---- MATERIAL TO PROCESS

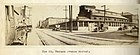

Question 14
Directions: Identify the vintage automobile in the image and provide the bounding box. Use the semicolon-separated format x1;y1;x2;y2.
92;24;108;32
52;25;60;31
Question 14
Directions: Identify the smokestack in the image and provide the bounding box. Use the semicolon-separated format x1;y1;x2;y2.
69;5;73;32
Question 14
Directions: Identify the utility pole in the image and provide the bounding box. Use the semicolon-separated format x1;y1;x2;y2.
101;5;106;24
136;8;139;25
69;5;73;32
23;5;26;18
64;5;68;32
136;8;139;35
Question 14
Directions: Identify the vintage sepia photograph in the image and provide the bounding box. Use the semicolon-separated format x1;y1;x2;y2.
5;4;139;46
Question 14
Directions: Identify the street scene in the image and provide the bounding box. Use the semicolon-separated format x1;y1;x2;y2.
5;5;139;45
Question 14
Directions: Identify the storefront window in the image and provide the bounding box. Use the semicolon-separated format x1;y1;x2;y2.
109;23;111;26
84;22;88;27
79;21;83;27
73;22;77;26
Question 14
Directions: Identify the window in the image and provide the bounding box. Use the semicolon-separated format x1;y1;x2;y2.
73;22;77;26
99;18;102;20
126;20;128;22
89;22;93;23
109;23;111;26
79;21;83;27
98;11;101;13
114;19;116;21
94;18;97;20
84;22;88;27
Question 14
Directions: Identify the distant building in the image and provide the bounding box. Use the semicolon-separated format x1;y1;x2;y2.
132;15;139;24
122;12;138;25
121;12;133;22
39;17;68;28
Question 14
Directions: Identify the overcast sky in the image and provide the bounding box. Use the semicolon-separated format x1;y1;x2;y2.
20;5;140;27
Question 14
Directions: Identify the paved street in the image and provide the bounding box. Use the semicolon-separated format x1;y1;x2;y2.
27;28;138;45
77;31;138;40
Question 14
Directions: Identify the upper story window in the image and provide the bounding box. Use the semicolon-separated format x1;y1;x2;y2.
105;18;108;20
106;12;111;15
126;20;128;22
99;18;102;20
97;11;100;13
119;19;121;21
94;18;97;20
114;19;116;21
108;18;111;20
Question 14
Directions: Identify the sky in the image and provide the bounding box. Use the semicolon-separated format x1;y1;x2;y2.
17;4;140;27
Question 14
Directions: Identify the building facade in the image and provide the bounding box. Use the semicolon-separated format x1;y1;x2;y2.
121;12;139;25
41;5;135;32
76;5;130;31
39;17;68;29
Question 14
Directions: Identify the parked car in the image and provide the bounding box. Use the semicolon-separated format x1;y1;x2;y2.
52;25;60;31
92;24;108;32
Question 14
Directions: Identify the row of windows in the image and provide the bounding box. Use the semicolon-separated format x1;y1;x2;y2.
79;21;88;27
60;22;77;27
91;17;128;22
106;22;125;26
79;21;126;27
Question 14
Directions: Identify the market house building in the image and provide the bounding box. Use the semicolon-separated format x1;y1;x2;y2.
76;5;130;31
42;5;134;32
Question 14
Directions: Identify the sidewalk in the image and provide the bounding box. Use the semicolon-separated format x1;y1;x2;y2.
27;29;43;45
125;32;138;37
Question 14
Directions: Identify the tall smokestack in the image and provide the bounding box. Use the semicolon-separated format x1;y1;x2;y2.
69;5;73;32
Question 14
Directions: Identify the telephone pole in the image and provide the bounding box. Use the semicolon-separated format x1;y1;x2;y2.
136;8;139;35
101;5;106;24
64;5;68;32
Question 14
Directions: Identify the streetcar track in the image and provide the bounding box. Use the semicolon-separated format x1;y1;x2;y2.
35;30;48;45
38;30;74;45
41;30;100;45
57;35;100;45
37;29;137;45
43;30;137;45
63;33;138;44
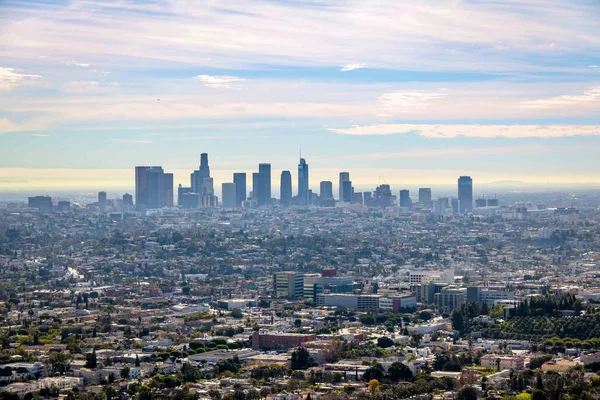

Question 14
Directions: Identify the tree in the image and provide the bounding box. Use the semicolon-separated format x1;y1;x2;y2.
387;361;413;382
457;386;478;400
531;390;547;400
451;309;465;332
85;348;97;368
121;366;130;379
368;379;380;395
208;390;222;400
363;363;385;382
377;336;394;348
230;308;243;319
290;347;314;370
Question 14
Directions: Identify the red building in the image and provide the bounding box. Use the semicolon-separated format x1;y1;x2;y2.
252;332;316;350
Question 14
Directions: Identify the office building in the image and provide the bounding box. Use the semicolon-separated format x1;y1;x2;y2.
135;166;171;210
190;153;215;207
475;198;487;208
458;176;473;212
252;332;316;351
418;188;432;209
254;163;271;206
399;189;412;209
28;196;53;212
339;172;350;201
298;157;309;206
341;180;353;203
221;183;237;208
180;193;201;209
273;271;304;299
487;198;499;207
434;197;449;214
379;295;418;313
177;185;192;207
122;193;133;207
56;201;71;212
435;286;467;311
163;173;173;207
98;191;107;212
372;184;393;207
315;293;380;310
320;181;333;199
451;198;459;214
353;192;363;204
233;173;247;206
280;171;292;207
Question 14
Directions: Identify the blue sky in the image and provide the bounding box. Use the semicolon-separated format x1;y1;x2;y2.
0;0;599;192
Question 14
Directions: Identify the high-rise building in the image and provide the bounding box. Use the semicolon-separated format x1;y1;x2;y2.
252;172;261;205
163;173;174;207
451;198;459;214
418;188;433;209
319;181;333;199
28;196;53;212
280;171;292;207
221;183;237;208
458;176;473;212
475;198;487;208
274;271;304;299
434;197;449;214
122;193;133;206
339;172;350;201
98;191;107;212
258;163;271;206
190;153;215;206
56;201;71;212
135;166;167;210
363;192;372;206
353;192;364;204
399;189;412;209
233;173;247;207
297;158;309;206
341;180;353;203
177;185;192;207
372;184;393;207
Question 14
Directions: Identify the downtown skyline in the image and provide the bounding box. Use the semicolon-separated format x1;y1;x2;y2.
1;0;600;190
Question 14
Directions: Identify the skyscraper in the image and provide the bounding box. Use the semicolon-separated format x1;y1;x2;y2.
372;184;393;207
418;188;433;209
458;176;473;212
135;166;167;210
163;173;174;207
122;193;133;212
399;190;412;208
319;181;333;199
28;196;53;212
280;170;292;207
98;191;107;212
341;180;353;203
257;163;271;206
233;173;247;207
190;153;215;206
297;158;309;206
221;183;237;208
177;185;192;206
339;172;350;201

--------

**PROBLEM TO WORK ON:** Reproduce every line above word for word; no images.

**ANSWER AREA:**
Question 14
Directions: Identify the vintage automobile in the image and provide the bounding box. Use the semicolon-separated format x1;y1;x2;y2.
92;24;108;32
52;25;60;31
Question 14
Directions: Identify the smokestack in the image and provide the bounding box. Use the semicolon-separated format x1;y1;x2;y2.
69;5;73;32
Question 14
Directions: Identify the utility pole in the image and provide the bounding box. Use the semicolon-separated format x1;y1;x2;y2.
101;5;106;24
136;8;139;25
69;5;73;32
23;5;26;18
64;5;68;32
136;8;139;35
Question 14
Directions: Identify the vintage sepia photograph in the image and provide the bounding box. Use the semicolon-separated format x1;y1;x2;y2.
5;4;139;46
Question 14
Directions: Identify the street scene in the image and provide the bounding box. Use the semicolon-separated format x1;y1;x2;y2.
5;5;139;45
Question 14
Directions: Identify the storefront window in the image and provide the bounding box. Use the semicolon-separated format x1;y1;x2;y2.
109;23;111;26
84;22;88;27
79;21;83;27
73;22;77;26
Question 14
Directions: Identify the window in the image and provide the bounding box. Use the semicolon-separated format x1;y1;x2;y2.
73;22;77;26
99;18;102;20
126;20;128;22
89;22;93;23
109;23;111;26
79;21;83;27
98;11;101;13
114;19;116;21
94;18;97;20
84;22;88;27
Question 14
Directions: Identify the distant building in the image and provide the bounding box. Use the semicolon-separated format x1;y1;x2;y2.
132;15;139;24
122;12;138;25
121;12;133;22
39;17;68;28
Question 14
Directions: Identify the overcast sky in the image and provide the bounding box. Use the semicolon-separated format x1;y1;x2;y2.
20;5;140;27
Question 14
Directions: Identify the paved street in the image and provide the bounding box. Use the semicolon-separated format x1;y1;x2;y2.
27;28;138;45
77;31;138;40
Question 14
Directions: Identify the upper story window in the image and provide the bounding box. Use the semicolon-separated format x1;y1;x2;y2.
105;18;108;20
106;12;111;15
126;20;128;22
99;18;102;20
97;11;100;13
119;19;121;21
94;18;97;20
114;19;116;21
108;18;111;20
Question 14
Directions: Identify the sky in the image and provide the bounding box. Use the semicolon-separated format x1;y1;x2;y2.
17;4;140;27
Question 14
Directions: Identify the building facade in the image and provide the bounding box. Use the semicolon-separated format x1;y1;x2;y2.
121;12;139;25
41;5;135;32
76;5;130;31
39;17;68;29
Question 14
Directions: Identify the parked car in the image and provide the bounding box. Use the semicolon-separated format x1;y1;x2;y2.
52;25;60;31
92;24;108;32
Question 14
Directions: Identify the row of windows in the image and provide the bounding box. Use the semicolon-separated format x1;y1;x2;y2.
79;21;88;27
60;22;77;27
91;17;128;22
106;22;125;26
79;21;126;27
Question 14
Directions: Identify the market house building in the image and provide the bounding box. Use the semicolon-separated format x1;y1;x2;y2.
76;5;130;31
42;5;134;32
Question 14
Directions: Identify the sidewalk in the image and provide the bounding box. Use the semicolon-separated format x1;y1;x2;y2.
27;29;43;45
125;32;138;37
Question 14
Directions: Identify the tall smokestack in the image and provide the bounding box. Use the semicolon-separated format x1;y1;x2;y2.
69;5;73;32
Question 14
Directions: Identify the telephone pole in the image and provide the bounding box. Use the semicolon-separated format x1;y1;x2;y2.
136;8;139;35
101;5;106;24
64;5;68;32
Question 14
Directions: Identify the streetcar track in the image and provide the bounding box. Use the semicolon-separated format x1;y1;x2;y2.
35;30;48;45
38;30;74;45
41;30;100;45
57;35;100;45
37;29;137;45
43;30;137;45
63;33;138;44

Question 14
Directions: Identify the tree in the image and provide the bounding box. Use the semicolon-separated format x1;y1;x2;y2.
387;361;413;382
457;386;478;400
531;390;547;400
451;309;465;332
85;348;97;368
121;366;130;379
368;379;380;395
208;390;222;400
363;363;385;382
377;336;394;348
230;308;243;319
290;347;314;370
Question 14
Directions: Identify the red building in the image and provide the bounding box. Use the semicolon-separated format x1;y1;x2;y2.
252;332;316;350
Question 14
Directions: Identify the office building in the image and provide the bounding box. Use the semicolon-separated format x1;y1;x2;y2.
135;166;171;210
190;153;215;207
475;198;487;208
458;176;473;212
252;332;316;351
418;188;432;209
254;163;271;206
399;189;412;209
28;196;53;212
339;172;350;201
298;157;309;206
341;180;353;203
221;183;237;208
180;193;201;209
273;271;304;299
487;198;499;207
434;197;449;214
379;295;418;313
177;185;192;207
122;193;133;207
56;201;71;212
435;286;467;311
163;173;173;207
98;191;107;212
372;184;393;207
315;293;380;310
320;181;333;199
451;198;459;214
353;192;363;204
233;173;247;206
280;171;292;207
Question 14
Directions: Identify the blue sky in the image and provide the bounding box. Use the semicolon-separated format x1;y1;x2;y2.
0;0;599;192
Question 14
Directions: Identify the high-rise building in the image and provide the bounding box. Use the semicolon-separated format x1;y1;x2;y2.
252;172;261;205
163;173;174;207
451;198;459;214
418;188;433;209
319;181;333;199
28;196;53;212
280;171;292;207
221;183;237;208
458;176;473;212
475;198;487;208
274;271;304;299
434;197;449;214
122;193;133;206
339;172;350;201
98;191;107;212
258;163;271;206
190;153;215;206
56;201;71;212
135;166;167;210
363;192;372;206
353;192;364;204
399;189;412;209
233;173;247;207
297;158;309;206
341;180;353;203
177;185;192;207
372;184;393;207
Question 14
Directions: Identify the downtown skyline in the image and provide the bounding box. Use the semicolon-separated format x1;y1;x2;y2.
1;0;600;190
Question 14
Directions: Identify the skyscraper in the image and provide the bounding box. Use the semicolon-separated format x1;y1;x2;y2.
372;184;393;207
418;188;433;209
458;176;473;212
135;166;167;210
163;173;174;207
122;193;133;212
399;190;412;208
319;181;333;199
28;196;53;212
280;170;292;207
98;191;107;212
341;180;353;203
257;163;271;206
233;173;247;207
190;153;215;206
297;158;309;206
221;183;237;208
177;185;192;206
339;172;350;201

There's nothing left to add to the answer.